■ **Excerpted passage**
####
Did it with coconut extract. They are to fucking die for.


----------



## drypuddles88 (Sep 7, 2011)

fureelz said:


> ok here we go....I made them all day yesterday, literally. 6 hours of butter making...2 hours of hardening...1 hour of havoc..the rest cant be accounted for. Ok so I used 20 grams of shake/trim, 4 full sticks of butter for the cannabutter...I went with the jello method and its definitely a hard candy that sets very fast... I would say its like smokin a blunt to the face, very strong head high...it made my eyes red. lol. I was hi at michaels when I went to get supplies and figured a plastic smily face mold would be ok, lol not at 300*, but i did wait until they cooled and manipulated them with my spoon and fingers. way above expectations. +karma akgrown. and the pics:


 what was in the container next to the finished product?
####
■ **Source excerpt**

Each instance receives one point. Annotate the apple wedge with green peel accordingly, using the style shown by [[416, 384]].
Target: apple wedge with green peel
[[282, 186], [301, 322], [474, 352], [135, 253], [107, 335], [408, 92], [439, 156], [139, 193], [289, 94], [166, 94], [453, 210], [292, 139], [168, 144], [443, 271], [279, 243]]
####
■ **Exercise aim**
In the forum thread, how many sticks of butter went into the cannabutter?

■ **Solution to this problem**
Four full sticks.